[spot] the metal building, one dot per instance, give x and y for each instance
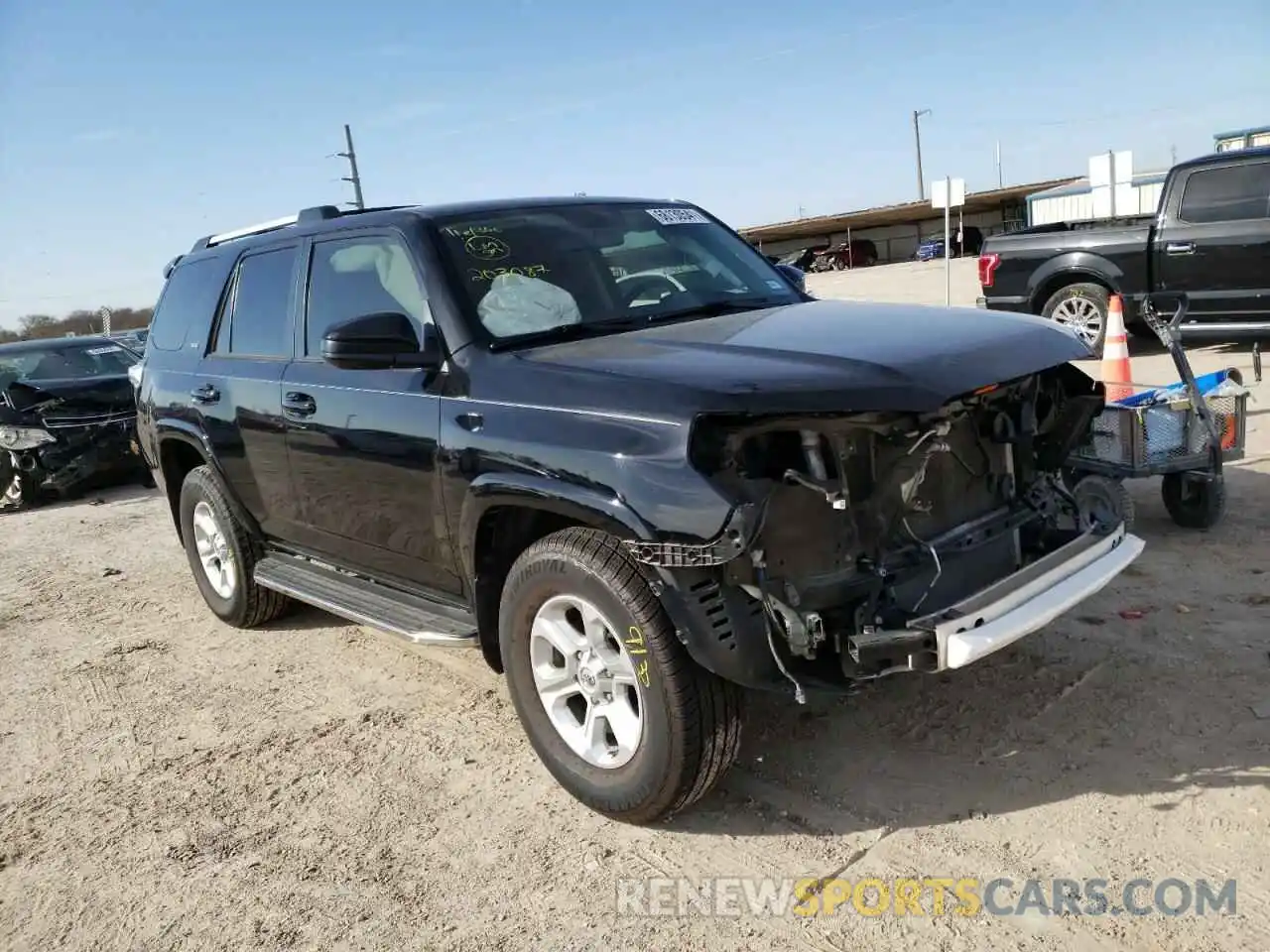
(1241, 139)
(897, 230)
(1075, 200)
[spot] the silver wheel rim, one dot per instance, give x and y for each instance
(1080, 315)
(213, 551)
(587, 680)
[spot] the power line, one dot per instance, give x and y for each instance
(352, 164)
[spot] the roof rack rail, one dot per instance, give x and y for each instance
(318, 212)
(273, 225)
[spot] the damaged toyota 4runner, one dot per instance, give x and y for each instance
(615, 448)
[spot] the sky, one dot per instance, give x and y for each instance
(131, 128)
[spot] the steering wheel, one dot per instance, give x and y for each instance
(649, 289)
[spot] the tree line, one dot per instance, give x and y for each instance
(33, 326)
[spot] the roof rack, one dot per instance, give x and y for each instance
(318, 212)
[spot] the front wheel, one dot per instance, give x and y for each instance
(222, 553)
(612, 705)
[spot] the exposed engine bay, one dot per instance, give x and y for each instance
(51, 445)
(861, 532)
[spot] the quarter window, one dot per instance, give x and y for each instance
(354, 277)
(257, 320)
(1229, 193)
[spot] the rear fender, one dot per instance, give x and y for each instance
(1072, 267)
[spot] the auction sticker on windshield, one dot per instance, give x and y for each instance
(677, 216)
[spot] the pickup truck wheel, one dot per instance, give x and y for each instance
(612, 705)
(1083, 308)
(222, 555)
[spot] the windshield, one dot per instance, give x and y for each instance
(64, 361)
(531, 271)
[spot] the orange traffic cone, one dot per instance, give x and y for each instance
(1115, 371)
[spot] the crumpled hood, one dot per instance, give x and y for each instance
(86, 395)
(828, 354)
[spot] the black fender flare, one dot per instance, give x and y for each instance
(185, 431)
(610, 513)
(588, 506)
(1074, 264)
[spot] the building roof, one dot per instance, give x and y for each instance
(903, 213)
(1080, 185)
(1242, 134)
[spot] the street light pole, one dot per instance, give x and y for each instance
(917, 140)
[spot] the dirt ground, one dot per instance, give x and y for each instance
(169, 782)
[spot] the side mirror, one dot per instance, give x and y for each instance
(795, 277)
(380, 341)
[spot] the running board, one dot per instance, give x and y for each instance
(414, 619)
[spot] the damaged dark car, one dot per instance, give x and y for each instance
(612, 447)
(67, 419)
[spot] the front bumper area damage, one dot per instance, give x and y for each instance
(75, 451)
(869, 544)
(1010, 610)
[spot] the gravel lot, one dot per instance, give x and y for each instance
(175, 783)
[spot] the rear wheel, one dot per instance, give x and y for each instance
(222, 553)
(1193, 504)
(1080, 307)
(1103, 502)
(612, 705)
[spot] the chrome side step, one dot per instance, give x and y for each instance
(414, 619)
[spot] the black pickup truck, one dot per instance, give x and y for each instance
(611, 445)
(1209, 239)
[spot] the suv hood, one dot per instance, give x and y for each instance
(828, 356)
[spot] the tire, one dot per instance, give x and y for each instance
(1079, 294)
(245, 604)
(1102, 499)
(691, 717)
(1193, 504)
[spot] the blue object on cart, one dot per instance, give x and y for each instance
(1175, 391)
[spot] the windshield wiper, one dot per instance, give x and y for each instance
(620, 325)
(714, 308)
(572, 331)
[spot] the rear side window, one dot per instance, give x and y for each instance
(257, 316)
(359, 276)
(1229, 193)
(189, 298)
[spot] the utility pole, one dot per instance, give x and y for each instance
(917, 140)
(352, 164)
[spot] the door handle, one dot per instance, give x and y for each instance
(300, 404)
(471, 421)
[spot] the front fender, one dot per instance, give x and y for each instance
(532, 492)
(712, 624)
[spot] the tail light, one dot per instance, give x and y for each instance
(988, 270)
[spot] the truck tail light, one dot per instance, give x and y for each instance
(988, 270)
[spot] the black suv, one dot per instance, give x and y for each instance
(613, 447)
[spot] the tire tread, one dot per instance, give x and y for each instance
(706, 708)
(262, 604)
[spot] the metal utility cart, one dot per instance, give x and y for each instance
(1184, 433)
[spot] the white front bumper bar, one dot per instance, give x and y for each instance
(1029, 599)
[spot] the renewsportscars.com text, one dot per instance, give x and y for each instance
(919, 896)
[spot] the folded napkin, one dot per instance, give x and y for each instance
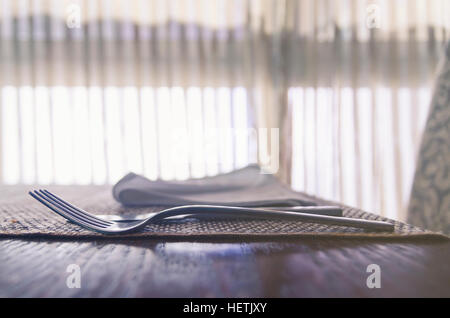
(244, 187)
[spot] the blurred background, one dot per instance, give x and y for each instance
(90, 90)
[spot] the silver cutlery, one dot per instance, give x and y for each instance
(322, 210)
(92, 222)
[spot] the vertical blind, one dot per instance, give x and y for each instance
(93, 89)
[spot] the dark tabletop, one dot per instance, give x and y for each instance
(277, 268)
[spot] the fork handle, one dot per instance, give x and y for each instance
(274, 214)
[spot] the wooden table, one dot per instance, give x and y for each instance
(279, 268)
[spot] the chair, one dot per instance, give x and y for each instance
(430, 197)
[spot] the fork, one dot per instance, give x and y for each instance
(94, 223)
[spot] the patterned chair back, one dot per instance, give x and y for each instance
(430, 197)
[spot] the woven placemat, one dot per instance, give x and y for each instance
(21, 216)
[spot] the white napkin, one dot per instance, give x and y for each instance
(244, 187)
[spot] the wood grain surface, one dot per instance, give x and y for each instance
(276, 268)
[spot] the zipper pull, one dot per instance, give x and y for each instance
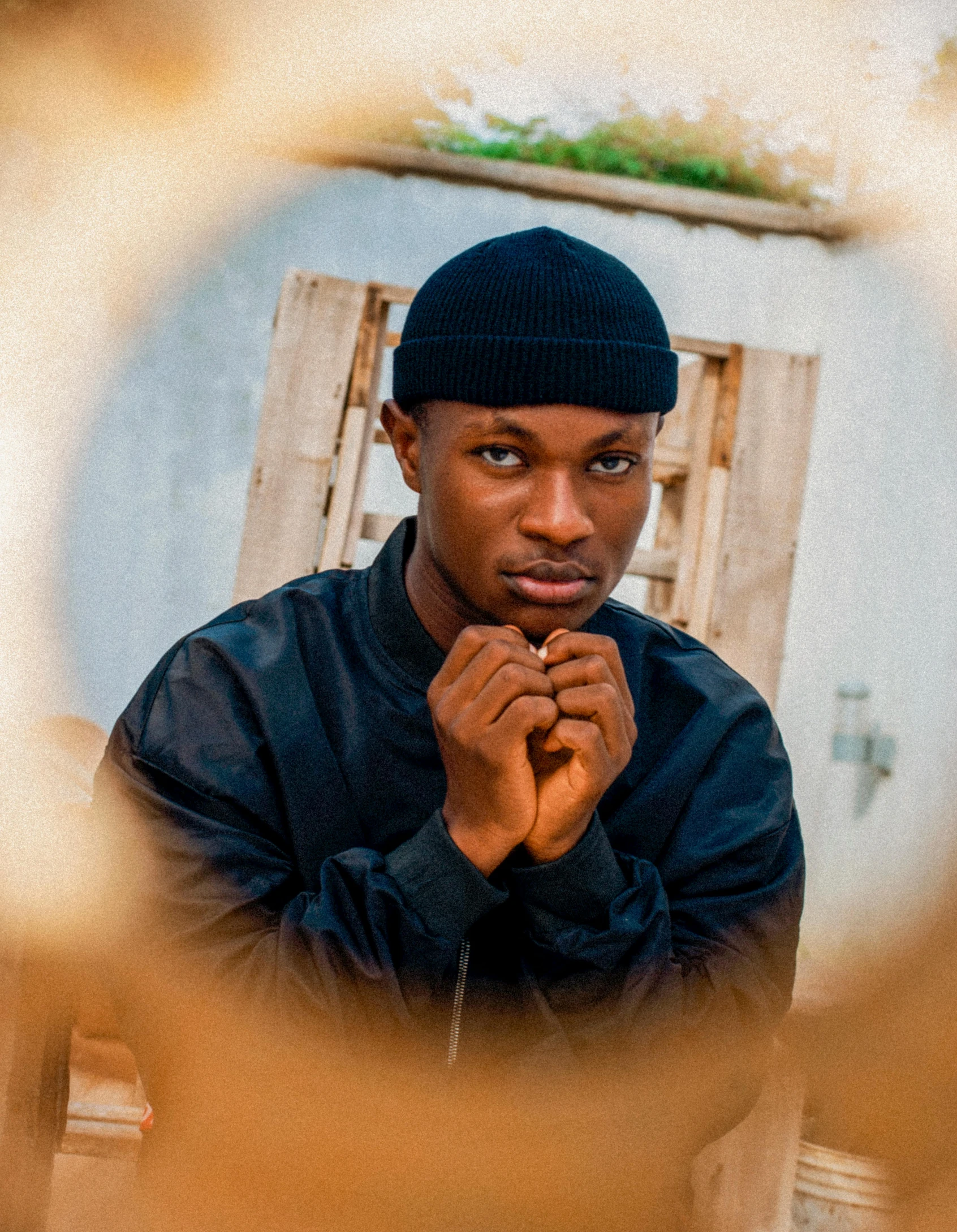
(457, 1001)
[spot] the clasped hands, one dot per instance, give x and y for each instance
(530, 746)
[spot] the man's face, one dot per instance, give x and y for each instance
(530, 514)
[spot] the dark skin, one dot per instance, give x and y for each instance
(528, 519)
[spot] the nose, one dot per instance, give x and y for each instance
(555, 510)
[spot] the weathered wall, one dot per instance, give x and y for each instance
(160, 498)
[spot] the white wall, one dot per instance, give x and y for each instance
(160, 499)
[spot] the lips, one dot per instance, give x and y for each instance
(549, 583)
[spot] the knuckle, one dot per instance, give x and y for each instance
(511, 674)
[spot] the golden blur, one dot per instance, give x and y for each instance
(131, 143)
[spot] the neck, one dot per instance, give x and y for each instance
(438, 604)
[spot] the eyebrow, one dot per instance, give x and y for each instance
(503, 424)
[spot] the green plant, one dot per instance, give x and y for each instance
(719, 152)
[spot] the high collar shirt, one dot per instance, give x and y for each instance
(285, 763)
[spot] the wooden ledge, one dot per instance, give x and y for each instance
(615, 191)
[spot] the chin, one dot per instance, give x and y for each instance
(537, 621)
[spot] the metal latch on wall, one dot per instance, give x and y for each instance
(855, 739)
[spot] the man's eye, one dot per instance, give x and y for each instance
(613, 465)
(499, 456)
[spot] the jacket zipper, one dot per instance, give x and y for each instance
(457, 1002)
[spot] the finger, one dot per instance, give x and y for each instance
(604, 707)
(579, 646)
(523, 717)
(468, 645)
(524, 673)
(510, 682)
(583, 737)
(589, 670)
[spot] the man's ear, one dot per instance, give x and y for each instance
(406, 437)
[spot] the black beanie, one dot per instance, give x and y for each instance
(531, 318)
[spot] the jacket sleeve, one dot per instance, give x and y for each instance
(705, 939)
(188, 763)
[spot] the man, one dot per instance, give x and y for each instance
(463, 796)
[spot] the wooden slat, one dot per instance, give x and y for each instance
(350, 453)
(765, 494)
(722, 444)
(659, 563)
(393, 295)
(364, 392)
(696, 492)
(701, 347)
(378, 527)
(311, 359)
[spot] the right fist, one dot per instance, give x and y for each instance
(488, 697)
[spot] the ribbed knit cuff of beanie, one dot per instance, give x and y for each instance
(536, 318)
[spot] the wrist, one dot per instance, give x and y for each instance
(546, 850)
(484, 848)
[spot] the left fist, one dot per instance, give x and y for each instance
(589, 744)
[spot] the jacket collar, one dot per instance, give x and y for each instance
(398, 628)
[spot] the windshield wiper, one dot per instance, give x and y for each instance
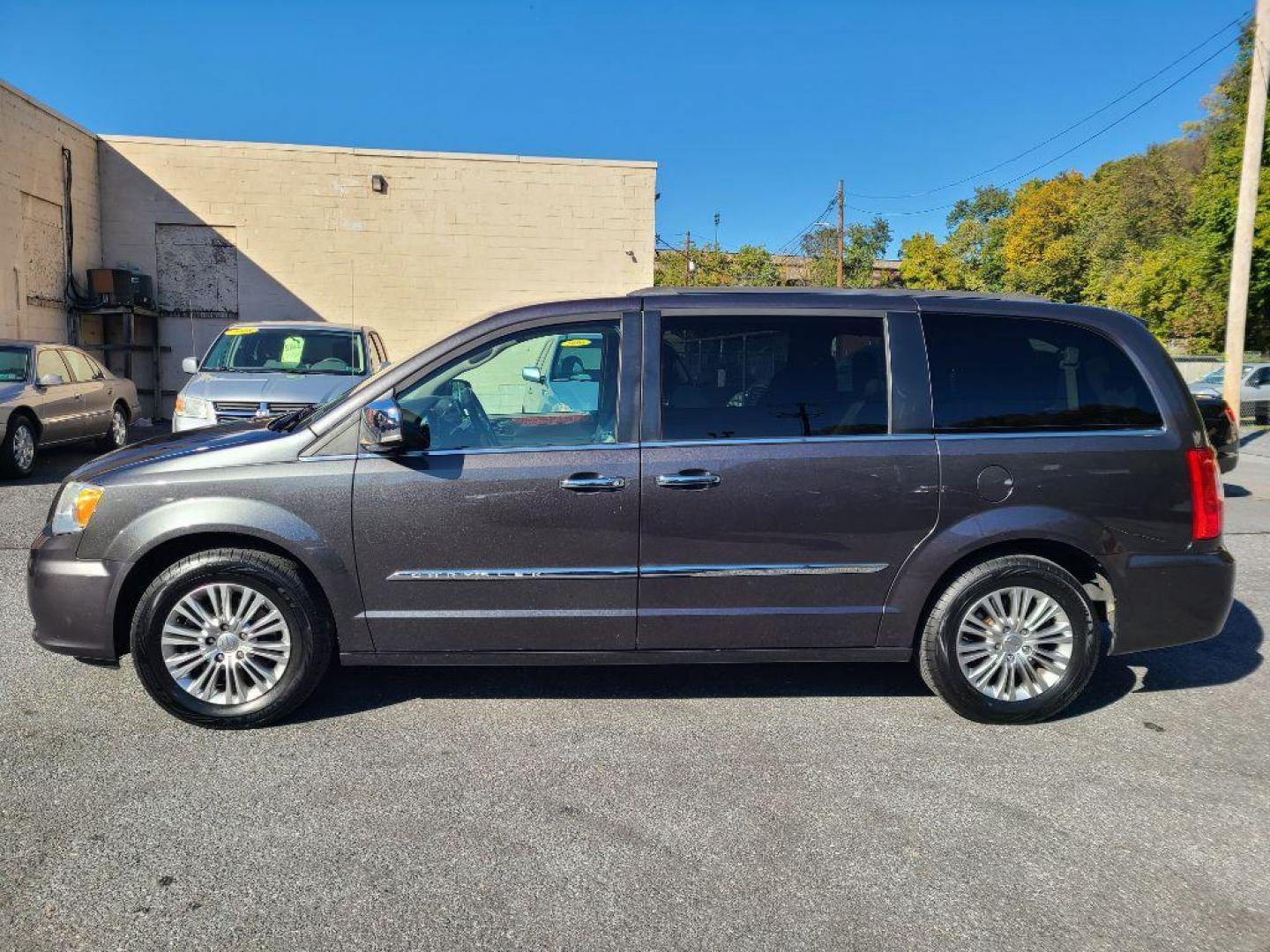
(290, 420)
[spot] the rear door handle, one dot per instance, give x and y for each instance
(689, 479)
(592, 482)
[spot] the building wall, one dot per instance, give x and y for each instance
(32, 257)
(250, 231)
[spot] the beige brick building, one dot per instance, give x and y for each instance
(254, 231)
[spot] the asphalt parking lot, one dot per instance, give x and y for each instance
(752, 807)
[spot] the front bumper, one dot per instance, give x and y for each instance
(71, 599)
(1171, 599)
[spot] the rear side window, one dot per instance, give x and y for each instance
(80, 366)
(778, 376)
(1020, 374)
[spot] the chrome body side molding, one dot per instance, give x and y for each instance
(615, 571)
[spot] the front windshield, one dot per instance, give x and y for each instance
(14, 362)
(312, 413)
(286, 351)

^^^^^^^^^^^^^^^^

*Given task*
Print the rows above word for word, starting at the line containing "[spot] the chin, one" and ending at the line containing "(457, 1002)", with both of those lines included.

*Answer to this exercise*
[spot] the chin, one dot per instance, give x and y for each instance
(537, 621)
[spot] the metal latch on wall, one dot per instance, give x and y for each instance
(855, 739)
[spot] the man's eye, one dot per instance, give x and y for each instance
(613, 465)
(499, 456)
[spot] the jacket zipper, one dot per instance, give x and y for each instance
(457, 1002)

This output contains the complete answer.